> _Written request 1_: Reproduce the portion of the Tax Court case summary from "Insight: The Tax" to "on taxes owed." word for word.
> _Written request 2_:
Answer these questions using the Tax Court case summary.
(a) What crime were the taxpayer and his wife convicted of?
(b) Who auctioned off the taxpayer's gold coins?
(c) What did the Commissioner move for?

> _Excerpt to read_:

:::

Freeman Law’s “The Tax Court in Brief” covers every substantive Tax Court opinion, providing a weekly brief of its decisions in clear, concise prose.

For a link to our podcast covering the Tax Court in Brief, download here or check out other episodes of The Freeman Law Project.

Tax Litigation: The Week of June 21 – June 25, 2021

Tax Court Case: Ervin v. Commissioner, T.C. Memo. 2021-75 

June 23, 2021 | Lauber, J. | Dkt. No. 485-15 

Tax Dispute Short Summary

For nearly a decade, the taxpayer and his wife failed to file Federal income tax returns and made no payments.  The couple were indicted and convicted for tax evasion for a three-year period of the near-decade non-payment.  The following year, the taxpayer was ordered to pay restitution for the entire period of non-filing and non-payment.

After remanded to custody, the IRS completed a civil examination for the taxpayer’s individual income tax liabilities for a six-year period, which included years subject to the criminal court’s order for restitution. IRS prepared and certified a substitute for return for the relevant years. IRS, then, sent taxpayer two notices of deficiency for two three-year periods, providing for penalties.

The taxpayer, from prison, submitted a tax court petition, but failed to allege errors in the IRS’ determinations.  In the time between the petition being filed and the opinion, the U.S. Department of Justice auctioned off the taxpayer’s gold coins and certified that the taxpayer’s restitution was paid, in full.  In response to requests for admissions, the taxpayer admitted to failing to file, failing to make timely income tax payments, failing to make timely estimated tax payments, and he lacked reasonable cause to abate the penalties.  The Commissioner moved for summary judgment.  The taxpayer argues that liability should not exist by virtue of the restitution obligation.

Tax Litigation Key Issue:

Primary Holdings

Key Points of Law:

Insight: The Tax Court’s decision brings a deluge of life lessons. Namely, crime doesn’t pay.  However, that old cliché needs a caveat – But the criminal sure will.  The Court made it clear that an IRS’ assessment of penalties and additional tax stands independent from a criminal order, even when the same tax years are at issue. To soften the blow, the restitution payments allow for a tax credit on taxes owed.

:::

> _Data excerpt_:
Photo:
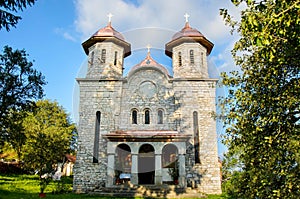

:::

> _Exercise answer 1_:
Insight: The Tax Court’s decision brings a deluge of life lessons. Namely, crime doesn’t pay.  However, that old cliché needs a caveat – But the criminal sure will.  The Court made it clear that an IRS’ assessment of penalties and additional tax stands independent from a criminal order, even when the same tax years are at issue. To soften the blow, the restitution payments allow for a tax credit on taxes owed.

> _Exercise answer 2_:
(a) Tax evasion.
(b) The U.S. Department of Justice.
(c) Summary judgment.